(Dataset excerpt)
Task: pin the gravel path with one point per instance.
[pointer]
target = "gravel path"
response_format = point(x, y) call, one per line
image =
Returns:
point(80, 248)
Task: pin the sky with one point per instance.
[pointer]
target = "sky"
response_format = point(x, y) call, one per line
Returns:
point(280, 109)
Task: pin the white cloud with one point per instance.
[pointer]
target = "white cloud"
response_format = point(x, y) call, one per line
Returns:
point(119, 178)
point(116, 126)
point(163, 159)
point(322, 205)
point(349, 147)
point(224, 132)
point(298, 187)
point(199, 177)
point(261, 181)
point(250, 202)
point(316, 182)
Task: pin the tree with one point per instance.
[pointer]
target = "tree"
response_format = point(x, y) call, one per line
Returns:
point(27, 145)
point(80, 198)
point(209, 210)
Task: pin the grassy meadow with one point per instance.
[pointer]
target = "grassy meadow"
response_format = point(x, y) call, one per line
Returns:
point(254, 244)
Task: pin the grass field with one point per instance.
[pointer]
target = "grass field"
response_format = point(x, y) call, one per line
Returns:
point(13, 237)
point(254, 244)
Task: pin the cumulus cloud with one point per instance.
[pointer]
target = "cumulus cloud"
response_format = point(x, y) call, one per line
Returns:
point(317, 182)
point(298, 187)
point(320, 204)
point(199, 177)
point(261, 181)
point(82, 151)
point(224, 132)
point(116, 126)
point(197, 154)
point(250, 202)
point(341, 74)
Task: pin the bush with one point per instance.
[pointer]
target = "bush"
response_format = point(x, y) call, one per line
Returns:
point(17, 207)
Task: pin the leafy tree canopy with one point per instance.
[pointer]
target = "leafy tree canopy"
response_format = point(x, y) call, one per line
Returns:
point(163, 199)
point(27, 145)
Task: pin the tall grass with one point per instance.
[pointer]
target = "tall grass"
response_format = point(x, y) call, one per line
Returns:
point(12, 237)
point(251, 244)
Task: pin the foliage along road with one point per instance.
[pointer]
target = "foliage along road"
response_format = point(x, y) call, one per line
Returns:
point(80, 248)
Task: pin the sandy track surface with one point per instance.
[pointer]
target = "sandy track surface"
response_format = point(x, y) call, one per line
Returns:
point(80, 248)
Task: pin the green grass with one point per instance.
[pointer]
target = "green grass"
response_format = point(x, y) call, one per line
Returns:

Instruction
Can you convert every line of the items above into a Markdown table with the columns No. and Line, numbering the rows and leaving out any blank lines?

Answer in full
| No. | Line |
|---|---|
| 1 | Task: pin the gravel path with one point per instance. |
| 2 | [pointer] |
| 3 | target = "gravel path" |
| 4 | response_format = point(x, y) call, one per line |
| 5 | image = |
| 6 | Returns: |
| 7 | point(80, 248) |
| 8 | Task: pin the sky with one point per instance. |
| 9 | [pointer] |
| 10 | target = "sky" |
| 11 | response_format = point(x, y) call, one per line |
| 12 | Returns: |
| 13 | point(280, 109) |
| 14 | Task: pin the white cloud with one point per instance. |
| 15 | [pointer] |
| 16 | target = "white cloud" |
| 17 | response_format = point(x, y) call, one per line |
| 18 | Returns: |
| 19 | point(119, 178) |
| 20 | point(116, 126) |
| 21 | point(163, 159) |
| 22 | point(322, 205) |
| 23 | point(349, 147) |
| 24 | point(224, 132) |
| 25 | point(298, 187) |
| 26 | point(199, 177) |
| 27 | point(261, 181) |
| 28 | point(250, 202) |
| 29 | point(316, 182) |
| 30 | Task: pin the tree with one point per instance. |
| 31 | [pointer] |
| 32 | target = "tree" |
| 33 | response_format = point(x, y) call, one per line |
| 34 | Returns: |
| 35 | point(27, 145) |
| 36 | point(80, 198) |
| 37 | point(209, 210) |
| 38 | Task: pin the grassy meadow with one point per instance. |
| 39 | [pointer] |
| 40 | target = "grassy meadow" |
| 41 | response_format = point(x, y) call, one per line |
| 42 | Returns: |
| 43 | point(254, 244) |
| 44 | Task: pin the grass field with one point per instance. |
| 45 | [pointer] |
| 46 | target = "grass field" |
| 47 | response_format = point(x, y) call, one per line |
| 48 | Returns: |
| 49 | point(13, 237) |
| 50 | point(254, 244) |
| 51 | Task: pin the cumulus cloud with one point per instance. |
| 52 | [pointer] |
| 53 | target = "cumulus cloud" |
| 54 | response_format = point(x, y) call, one per line |
| 55 | Returns: |
| 56 | point(317, 182) |
| 57 | point(298, 187) |
| 58 | point(320, 204) |
| 59 | point(199, 177) |
| 60 | point(261, 181) |
| 61 | point(82, 151) |
| 62 | point(224, 132) |
| 63 | point(116, 126) |
| 64 | point(197, 154) |
| 65 | point(250, 202) |
| 66 | point(341, 74) |
| 67 | Task: pin the bush with one point per instance. |
| 68 | [pointer] |
| 69 | target = "bush" |
| 70 | response_format = point(x, y) call, one per line |
| 71 | Returns: |
| 72 | point(17, 207) |
| 73 | Task: pin the leafy tree canopy with one point per instance. |
| 74 | [pointer] |
| 75 | target = "leafy tree canopy" |
| 76 | response_format = point(x, y) call, one per line |
| 77 | Returns: |
| 78 | point(163, 199) |
| 79 | point(27, 145) |
| 80 | Task: pin the tall grass with one point per instance. |
| 81 | [pointer] |
| 82 | target = "tall grass" |
| 83 | response_format = point(x, y) call, one per line |
| 84 | Returns: |
| 85 | point(12, 237) |
| 86 | point(251, 244) |
| 87 | Task: pin the foliage along road with one point per instance. |
| 88 | [pointer] |
| 89 | target = "foliage along road" |
| 90 | response_format = point(x, y) call, one per line |
| 91 | Returns: |
| 92 | point(80, 248) |
| 93 | Task: pin the sandy track surface with one point per instance. |
| 94 | [pointer] |
| 95 | target = "sandy track surface" |
| 96 | response_format = point(x, y) call, one per line |
| 97 | Returns: |
| 98 | point(80, 248) |
| 99 | Task: pin the green grass with one point per instance. |
| 100 | [pointer] |
| 101 | target = "green grass" |
| 102 | response_format = point(x, y) call, one per line |
| 103 | Returns: |